**To do**:
Among the entries below, please show each line that carries the word "alloy".
*** Data ***
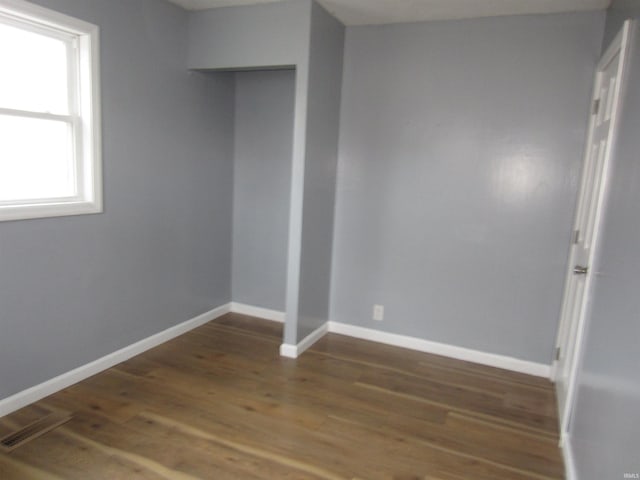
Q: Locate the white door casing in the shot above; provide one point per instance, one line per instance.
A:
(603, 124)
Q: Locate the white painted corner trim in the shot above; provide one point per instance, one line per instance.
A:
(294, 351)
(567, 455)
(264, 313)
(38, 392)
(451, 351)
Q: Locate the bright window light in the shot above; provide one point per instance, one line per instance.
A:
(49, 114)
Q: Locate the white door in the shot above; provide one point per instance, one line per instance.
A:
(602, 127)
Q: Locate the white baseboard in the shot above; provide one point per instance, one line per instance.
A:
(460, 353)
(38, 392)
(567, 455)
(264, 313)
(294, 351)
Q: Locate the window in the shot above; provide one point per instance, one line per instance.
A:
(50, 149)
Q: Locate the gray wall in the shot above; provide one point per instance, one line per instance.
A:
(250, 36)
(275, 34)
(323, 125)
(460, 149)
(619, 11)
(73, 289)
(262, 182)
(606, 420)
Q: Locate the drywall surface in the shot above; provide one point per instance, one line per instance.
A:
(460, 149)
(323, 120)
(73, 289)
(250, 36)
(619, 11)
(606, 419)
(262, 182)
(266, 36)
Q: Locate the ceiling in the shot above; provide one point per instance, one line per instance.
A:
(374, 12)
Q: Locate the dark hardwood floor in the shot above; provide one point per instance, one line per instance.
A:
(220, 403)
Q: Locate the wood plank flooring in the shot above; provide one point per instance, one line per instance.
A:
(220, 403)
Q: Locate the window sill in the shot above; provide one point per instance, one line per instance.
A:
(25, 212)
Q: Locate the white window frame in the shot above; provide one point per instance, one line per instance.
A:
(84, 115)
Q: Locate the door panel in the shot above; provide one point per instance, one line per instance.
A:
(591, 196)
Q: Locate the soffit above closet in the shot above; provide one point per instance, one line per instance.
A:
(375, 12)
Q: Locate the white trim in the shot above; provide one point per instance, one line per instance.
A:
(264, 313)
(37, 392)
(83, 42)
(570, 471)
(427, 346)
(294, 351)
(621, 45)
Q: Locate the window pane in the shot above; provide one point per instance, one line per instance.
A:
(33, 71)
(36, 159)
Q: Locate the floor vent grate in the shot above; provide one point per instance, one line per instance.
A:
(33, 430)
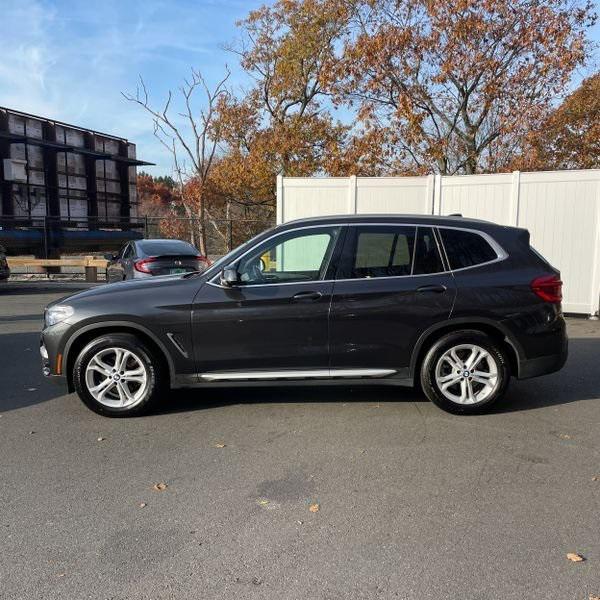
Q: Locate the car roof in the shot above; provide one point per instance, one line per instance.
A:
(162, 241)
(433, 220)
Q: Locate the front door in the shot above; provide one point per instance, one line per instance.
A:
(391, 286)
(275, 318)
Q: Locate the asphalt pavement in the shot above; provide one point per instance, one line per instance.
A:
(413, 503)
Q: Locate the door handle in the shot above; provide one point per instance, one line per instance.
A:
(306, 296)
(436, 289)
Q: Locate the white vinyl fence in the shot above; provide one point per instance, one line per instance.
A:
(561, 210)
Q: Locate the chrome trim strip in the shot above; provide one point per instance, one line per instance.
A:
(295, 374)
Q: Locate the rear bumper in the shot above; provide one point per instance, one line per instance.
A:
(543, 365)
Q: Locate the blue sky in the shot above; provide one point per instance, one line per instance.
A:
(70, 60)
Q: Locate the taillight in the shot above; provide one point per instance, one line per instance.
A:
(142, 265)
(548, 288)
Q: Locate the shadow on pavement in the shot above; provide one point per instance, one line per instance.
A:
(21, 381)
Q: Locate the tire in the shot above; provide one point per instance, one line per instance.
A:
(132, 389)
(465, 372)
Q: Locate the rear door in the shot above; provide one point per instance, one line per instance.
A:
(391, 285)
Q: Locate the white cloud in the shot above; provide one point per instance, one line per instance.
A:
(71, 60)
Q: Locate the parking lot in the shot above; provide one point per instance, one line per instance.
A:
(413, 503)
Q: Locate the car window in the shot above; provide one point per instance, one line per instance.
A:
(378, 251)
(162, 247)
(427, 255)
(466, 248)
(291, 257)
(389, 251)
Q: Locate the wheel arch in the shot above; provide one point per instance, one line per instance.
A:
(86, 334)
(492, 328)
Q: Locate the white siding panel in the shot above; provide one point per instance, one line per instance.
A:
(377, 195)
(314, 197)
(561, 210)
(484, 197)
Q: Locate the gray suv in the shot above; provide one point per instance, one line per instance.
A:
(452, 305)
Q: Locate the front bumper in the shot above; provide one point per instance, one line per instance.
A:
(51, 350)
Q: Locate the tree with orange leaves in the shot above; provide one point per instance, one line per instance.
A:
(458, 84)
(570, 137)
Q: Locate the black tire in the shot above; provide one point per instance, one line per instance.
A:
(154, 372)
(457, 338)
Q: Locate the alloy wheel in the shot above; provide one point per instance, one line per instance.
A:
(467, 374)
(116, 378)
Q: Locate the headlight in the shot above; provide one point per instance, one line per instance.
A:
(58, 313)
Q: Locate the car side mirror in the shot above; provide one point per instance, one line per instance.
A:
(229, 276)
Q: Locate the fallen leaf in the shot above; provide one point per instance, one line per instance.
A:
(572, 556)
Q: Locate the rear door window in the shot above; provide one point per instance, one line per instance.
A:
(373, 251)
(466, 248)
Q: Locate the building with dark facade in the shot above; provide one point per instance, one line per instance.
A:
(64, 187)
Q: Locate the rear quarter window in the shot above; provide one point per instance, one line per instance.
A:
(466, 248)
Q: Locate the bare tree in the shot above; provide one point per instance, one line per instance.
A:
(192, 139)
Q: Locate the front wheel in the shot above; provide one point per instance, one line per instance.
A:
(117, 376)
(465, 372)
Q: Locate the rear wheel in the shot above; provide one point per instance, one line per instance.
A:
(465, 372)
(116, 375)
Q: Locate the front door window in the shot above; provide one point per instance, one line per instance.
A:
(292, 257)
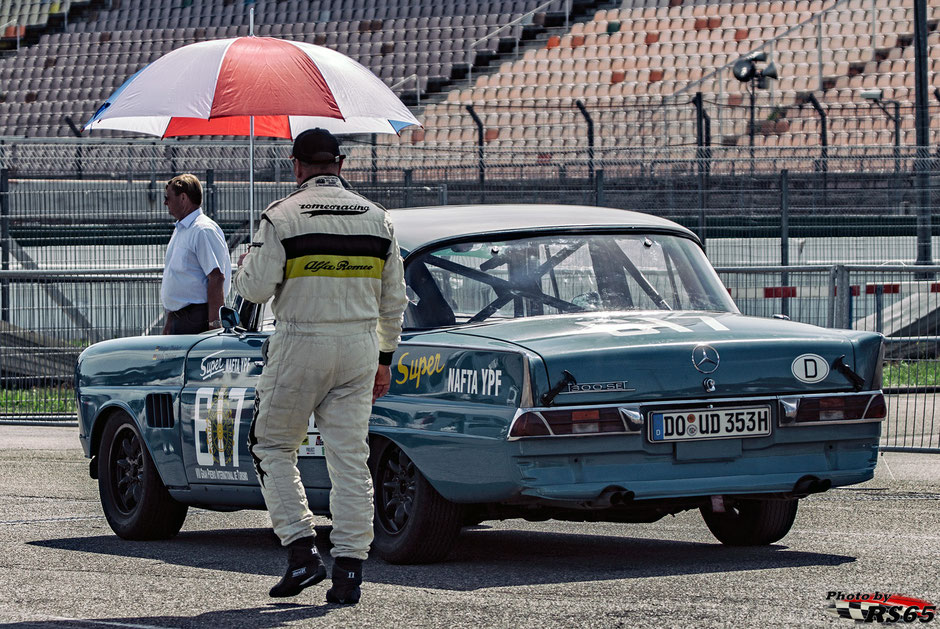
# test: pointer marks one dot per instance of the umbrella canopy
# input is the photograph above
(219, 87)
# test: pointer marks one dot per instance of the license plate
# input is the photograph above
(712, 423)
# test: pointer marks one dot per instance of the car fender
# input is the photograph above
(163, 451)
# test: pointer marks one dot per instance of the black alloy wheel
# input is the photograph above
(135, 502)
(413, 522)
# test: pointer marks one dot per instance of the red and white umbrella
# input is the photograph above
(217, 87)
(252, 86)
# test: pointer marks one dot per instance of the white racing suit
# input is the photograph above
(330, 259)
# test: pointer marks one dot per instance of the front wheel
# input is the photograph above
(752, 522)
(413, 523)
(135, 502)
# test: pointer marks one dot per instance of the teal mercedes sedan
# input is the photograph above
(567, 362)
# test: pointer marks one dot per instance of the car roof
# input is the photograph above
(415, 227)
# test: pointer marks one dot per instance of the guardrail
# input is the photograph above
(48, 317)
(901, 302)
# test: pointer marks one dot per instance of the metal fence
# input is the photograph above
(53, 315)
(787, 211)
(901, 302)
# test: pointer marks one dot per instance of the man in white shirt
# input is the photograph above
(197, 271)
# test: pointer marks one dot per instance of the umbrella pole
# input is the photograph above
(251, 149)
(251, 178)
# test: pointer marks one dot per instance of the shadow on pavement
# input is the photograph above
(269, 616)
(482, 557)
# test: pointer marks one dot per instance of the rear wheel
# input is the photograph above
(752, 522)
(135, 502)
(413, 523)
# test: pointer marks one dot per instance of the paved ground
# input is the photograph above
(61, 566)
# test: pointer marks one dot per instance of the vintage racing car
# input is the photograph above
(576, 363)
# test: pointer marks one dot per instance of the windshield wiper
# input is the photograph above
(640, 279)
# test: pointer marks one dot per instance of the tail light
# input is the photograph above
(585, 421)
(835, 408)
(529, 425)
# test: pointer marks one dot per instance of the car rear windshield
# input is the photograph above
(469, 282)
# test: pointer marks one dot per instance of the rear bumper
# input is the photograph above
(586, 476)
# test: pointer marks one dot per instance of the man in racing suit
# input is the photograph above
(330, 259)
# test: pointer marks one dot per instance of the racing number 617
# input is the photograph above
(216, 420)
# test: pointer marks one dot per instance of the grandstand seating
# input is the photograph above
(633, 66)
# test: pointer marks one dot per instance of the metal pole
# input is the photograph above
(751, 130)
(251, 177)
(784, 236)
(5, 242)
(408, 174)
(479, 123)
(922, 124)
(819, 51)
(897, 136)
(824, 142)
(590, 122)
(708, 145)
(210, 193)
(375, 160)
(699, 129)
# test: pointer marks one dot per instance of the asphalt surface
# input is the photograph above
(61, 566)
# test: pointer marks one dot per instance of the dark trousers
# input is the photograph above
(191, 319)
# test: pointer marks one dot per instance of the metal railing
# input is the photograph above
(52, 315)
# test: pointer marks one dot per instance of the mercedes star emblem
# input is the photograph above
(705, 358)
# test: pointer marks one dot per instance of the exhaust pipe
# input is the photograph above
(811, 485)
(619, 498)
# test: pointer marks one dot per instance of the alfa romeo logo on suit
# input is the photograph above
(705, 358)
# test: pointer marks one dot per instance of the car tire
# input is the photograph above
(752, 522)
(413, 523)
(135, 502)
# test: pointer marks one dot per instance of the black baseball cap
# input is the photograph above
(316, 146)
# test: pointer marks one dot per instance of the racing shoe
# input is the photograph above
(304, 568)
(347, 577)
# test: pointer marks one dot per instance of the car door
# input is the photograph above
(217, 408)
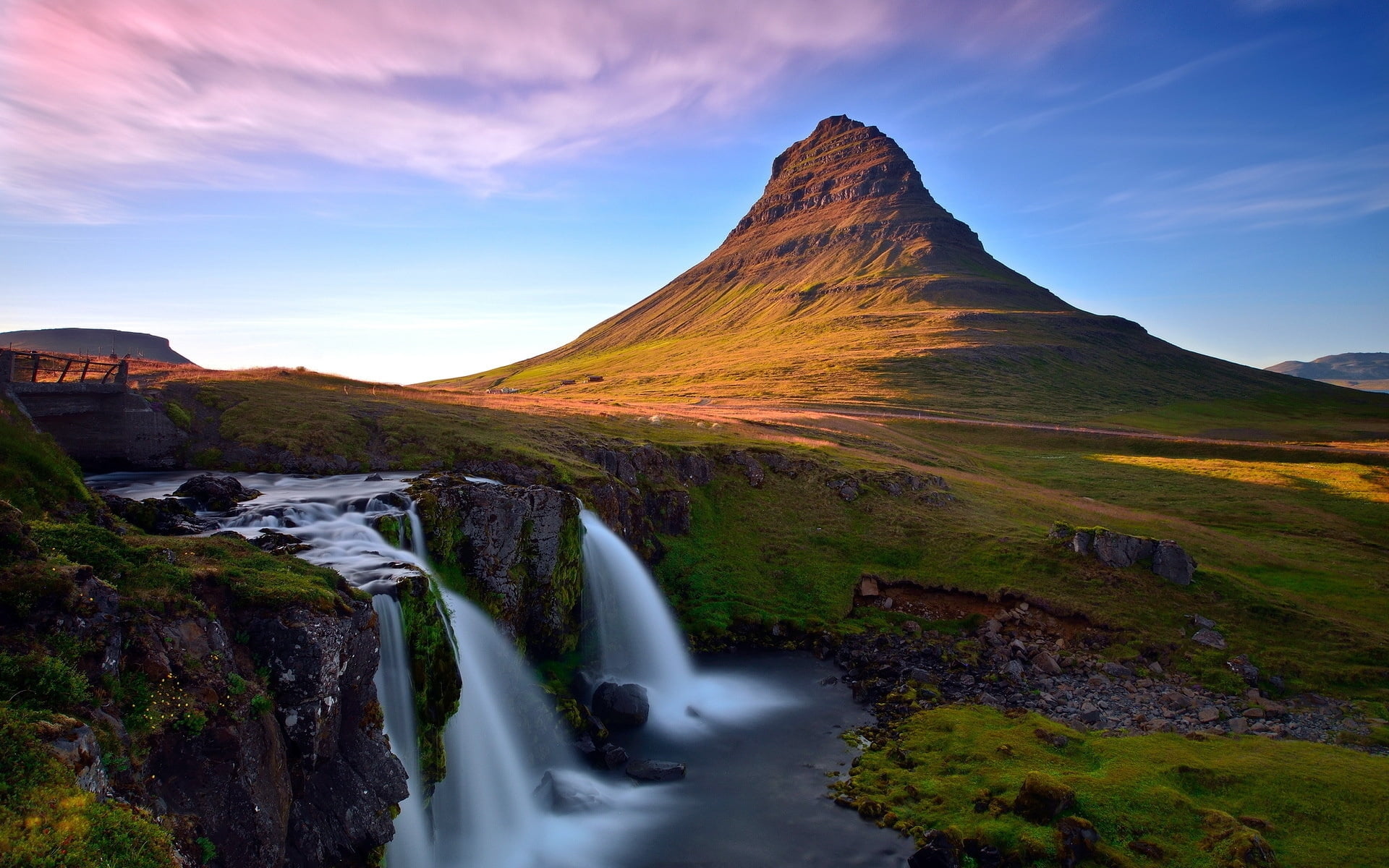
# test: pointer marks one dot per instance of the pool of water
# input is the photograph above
*** End of Data ***
**The answer**:
Q: Locate the alloy wheel in the shot above; provide one point per instance, one line per instance.
# test: pointer marks one dot per instance of the black alloy wheel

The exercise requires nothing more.